▶ _Extract_
--------
The Cure Breast Cancer license plate was issued October 31, 2006. Since then, over 5,500 people have signed up for the special plate, raising nearly $700,000 for research to find a cure for breast cancer.
The effort to get the Cure Breast Cancer plate on the road was spearheaded in 2003 by Deb McNeill, who personally designed the plate and is also a breast cancer survivor. In 2004, McNeill met Janice Connolly-Laubenstein whose late sister Diane Connolly Zaniboni struggled and ultimately succumbed to Inflamatory Breast Cancer (IBC) in 2000 at the young age of 39. In 2005, McNeill and Connolly-Laubenstein formed the non-profit Cure Breast Cancer Plate Initiative, which included an active volunteer group committed to getting the plate on the road.
The Initiative selected Tufts Medical Center as the recipient of the plate proceeds. All proceeds from the sale of the Cure Breast Cancer special plate go directly to the Diane Connolly-Zaniboni Breast Cancer Research Fund at Tufts MC which awards two year grants of $85,000 per year to a selected “Diane Connolly-Zaniboni Scholar in Breast Cancer Research.”
Research scholarships have been awarded to Rachel Buchsbaum, MD, an Assistant Professor of Medicine in Hematology Oncology at Tufts Medical Center. A primary focus of Dr. Buchsbaum’s research is inflammatory breast cancer, the same cancer that ailed Connolly-Zaniboni. ”The kind of breast cancer that Connolly-Zaniboni had is particularly prone to invading tissues and spreading to other organs, which is what makes it so deadly. The work we are doing is focused on understanding the precise steps that enable breast cancers to invade and spread in this fashion," Buchsbaum says. Through her extensive research and drive to find a cure for breast cancer, Dr. Buchsbaum continues her work thanks in large part to the success of the Cure Breast Cancer License Plate Initiative.
--------
▶ _Data under study_
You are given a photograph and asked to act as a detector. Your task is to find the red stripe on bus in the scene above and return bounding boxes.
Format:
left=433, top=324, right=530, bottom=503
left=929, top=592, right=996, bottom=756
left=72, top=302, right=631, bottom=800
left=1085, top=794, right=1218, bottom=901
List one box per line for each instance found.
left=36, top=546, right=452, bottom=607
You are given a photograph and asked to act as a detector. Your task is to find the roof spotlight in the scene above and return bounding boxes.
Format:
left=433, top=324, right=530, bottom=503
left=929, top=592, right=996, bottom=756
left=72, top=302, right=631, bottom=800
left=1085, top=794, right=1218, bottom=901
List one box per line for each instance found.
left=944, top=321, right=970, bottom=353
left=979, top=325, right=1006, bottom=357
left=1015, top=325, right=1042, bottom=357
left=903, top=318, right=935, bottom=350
--------
▶ _Task requirements_
Rewrite the license plate text from "Research scholarships have" up to and including "License Plate Initiative.", changing "scholarships" to "grants".

▶ _Answer to the exercise_
Research grants have been awarded to Rachel Buchsbaum, MD, an Assistant Professor of Medicine in Hematology Oncology at Tufts Medical Center. A primary focus of Dr. Buchsbaum’s research is inflammatory breast cancer, the same cancer that ailed Connolly-Zaniboni. ”The kind of breast cancer that Connolly-Zaniboni had is particularly prone to invading tissues and spreading to other organs, which is what makes it so deadly. The work we are doing is focused on understanding the precise steps that enable breast cancers to invade and spread in this fashion," Buchsbaum says. Through her extensive research and drive to find a cure for breast cancer, Dr. Buchsbaum continues her work thanks in large part to the success of the Cure Breast Cancer License Plate Initiative.